§ WHAT IS REQUIRED: Below are records; quote them exactly from the first line through the line that contains "I would be grateful if you could spot the red tomato".

** Opening DATASET EXCERPTS block **

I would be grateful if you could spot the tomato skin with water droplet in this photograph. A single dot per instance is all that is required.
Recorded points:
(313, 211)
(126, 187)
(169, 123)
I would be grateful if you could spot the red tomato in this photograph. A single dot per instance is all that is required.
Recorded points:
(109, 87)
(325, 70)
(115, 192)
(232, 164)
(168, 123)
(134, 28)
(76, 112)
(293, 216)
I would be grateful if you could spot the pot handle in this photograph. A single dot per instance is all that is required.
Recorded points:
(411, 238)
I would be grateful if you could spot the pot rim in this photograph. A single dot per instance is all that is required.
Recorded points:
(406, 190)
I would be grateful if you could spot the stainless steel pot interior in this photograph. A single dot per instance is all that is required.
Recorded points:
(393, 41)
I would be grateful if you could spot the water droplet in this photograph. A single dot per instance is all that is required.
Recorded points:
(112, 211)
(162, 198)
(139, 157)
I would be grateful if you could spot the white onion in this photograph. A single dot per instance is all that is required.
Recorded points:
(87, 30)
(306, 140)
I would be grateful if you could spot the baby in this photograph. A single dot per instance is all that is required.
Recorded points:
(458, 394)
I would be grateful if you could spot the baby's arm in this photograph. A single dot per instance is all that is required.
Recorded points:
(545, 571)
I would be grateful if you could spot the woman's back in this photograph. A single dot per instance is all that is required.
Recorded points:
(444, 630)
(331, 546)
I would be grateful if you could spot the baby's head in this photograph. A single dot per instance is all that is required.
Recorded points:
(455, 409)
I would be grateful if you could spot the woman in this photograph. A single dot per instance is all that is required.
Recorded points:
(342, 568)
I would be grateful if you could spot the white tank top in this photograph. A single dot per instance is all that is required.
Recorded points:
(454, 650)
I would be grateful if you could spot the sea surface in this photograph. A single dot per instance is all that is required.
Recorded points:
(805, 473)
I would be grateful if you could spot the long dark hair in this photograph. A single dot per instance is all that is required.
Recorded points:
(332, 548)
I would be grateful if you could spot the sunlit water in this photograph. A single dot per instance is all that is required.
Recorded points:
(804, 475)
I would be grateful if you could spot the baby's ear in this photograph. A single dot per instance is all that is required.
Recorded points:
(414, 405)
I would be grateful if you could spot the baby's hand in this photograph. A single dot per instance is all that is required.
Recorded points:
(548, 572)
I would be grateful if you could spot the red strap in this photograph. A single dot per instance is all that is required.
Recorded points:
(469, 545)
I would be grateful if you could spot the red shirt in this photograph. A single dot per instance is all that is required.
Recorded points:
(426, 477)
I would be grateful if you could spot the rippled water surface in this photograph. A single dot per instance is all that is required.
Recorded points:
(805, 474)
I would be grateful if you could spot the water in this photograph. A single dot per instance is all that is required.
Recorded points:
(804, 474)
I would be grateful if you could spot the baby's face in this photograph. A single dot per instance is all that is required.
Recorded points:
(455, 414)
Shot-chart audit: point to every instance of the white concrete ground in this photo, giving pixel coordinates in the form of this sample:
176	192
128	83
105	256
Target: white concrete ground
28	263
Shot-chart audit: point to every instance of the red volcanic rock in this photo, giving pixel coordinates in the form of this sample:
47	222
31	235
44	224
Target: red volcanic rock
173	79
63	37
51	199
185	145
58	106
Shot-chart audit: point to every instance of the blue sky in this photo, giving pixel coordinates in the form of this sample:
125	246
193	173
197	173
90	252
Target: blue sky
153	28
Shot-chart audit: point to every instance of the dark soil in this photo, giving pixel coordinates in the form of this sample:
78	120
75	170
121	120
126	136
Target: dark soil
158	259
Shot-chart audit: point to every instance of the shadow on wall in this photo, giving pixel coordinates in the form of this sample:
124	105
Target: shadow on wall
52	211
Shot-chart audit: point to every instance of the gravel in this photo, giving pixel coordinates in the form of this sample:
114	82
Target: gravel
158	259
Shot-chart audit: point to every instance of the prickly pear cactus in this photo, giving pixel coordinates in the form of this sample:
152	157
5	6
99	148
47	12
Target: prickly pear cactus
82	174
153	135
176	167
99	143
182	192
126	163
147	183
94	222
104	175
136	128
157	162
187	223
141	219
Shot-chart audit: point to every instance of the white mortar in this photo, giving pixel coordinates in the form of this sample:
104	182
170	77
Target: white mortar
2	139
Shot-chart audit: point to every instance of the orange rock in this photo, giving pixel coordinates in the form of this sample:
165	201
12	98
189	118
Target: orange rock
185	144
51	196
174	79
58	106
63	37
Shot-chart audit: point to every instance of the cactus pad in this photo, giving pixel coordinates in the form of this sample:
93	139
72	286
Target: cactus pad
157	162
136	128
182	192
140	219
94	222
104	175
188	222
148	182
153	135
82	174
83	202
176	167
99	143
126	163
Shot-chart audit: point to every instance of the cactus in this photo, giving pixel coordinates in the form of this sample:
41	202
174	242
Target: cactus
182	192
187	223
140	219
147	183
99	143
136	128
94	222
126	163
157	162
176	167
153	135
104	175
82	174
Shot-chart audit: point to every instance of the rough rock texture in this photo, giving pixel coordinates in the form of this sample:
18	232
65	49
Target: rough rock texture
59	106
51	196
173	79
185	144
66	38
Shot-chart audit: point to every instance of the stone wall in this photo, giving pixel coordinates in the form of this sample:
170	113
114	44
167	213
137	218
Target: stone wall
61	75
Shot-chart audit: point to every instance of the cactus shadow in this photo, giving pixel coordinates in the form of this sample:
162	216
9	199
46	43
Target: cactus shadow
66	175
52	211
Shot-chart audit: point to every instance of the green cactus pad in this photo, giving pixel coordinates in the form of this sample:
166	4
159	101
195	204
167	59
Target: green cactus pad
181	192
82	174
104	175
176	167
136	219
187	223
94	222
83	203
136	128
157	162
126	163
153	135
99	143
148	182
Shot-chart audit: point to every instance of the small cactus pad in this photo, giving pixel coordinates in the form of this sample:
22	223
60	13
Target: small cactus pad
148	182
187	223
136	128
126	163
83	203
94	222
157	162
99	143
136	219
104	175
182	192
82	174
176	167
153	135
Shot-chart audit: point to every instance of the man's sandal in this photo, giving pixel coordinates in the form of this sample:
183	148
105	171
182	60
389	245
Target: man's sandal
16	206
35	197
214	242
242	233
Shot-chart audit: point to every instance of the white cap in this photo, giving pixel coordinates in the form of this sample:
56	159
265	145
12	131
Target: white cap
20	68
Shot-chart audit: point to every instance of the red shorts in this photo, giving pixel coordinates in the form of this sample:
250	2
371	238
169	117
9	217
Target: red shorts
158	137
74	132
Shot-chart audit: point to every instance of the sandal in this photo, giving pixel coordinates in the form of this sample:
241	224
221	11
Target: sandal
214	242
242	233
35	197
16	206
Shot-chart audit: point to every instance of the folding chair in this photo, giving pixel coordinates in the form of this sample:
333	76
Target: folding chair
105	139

** Closing DATASET EXCERPTS block **

§ RESULT:
I would be grateful if you could spot the tomato skin with water droplet in this photograph. A single dot per instance is all that is required.
Recorded points:
(313, 211)
(126, 187)
(169, 123)
I would be grateful if you could spot the red tomato in this photograph. A single dot per instance is all that is required.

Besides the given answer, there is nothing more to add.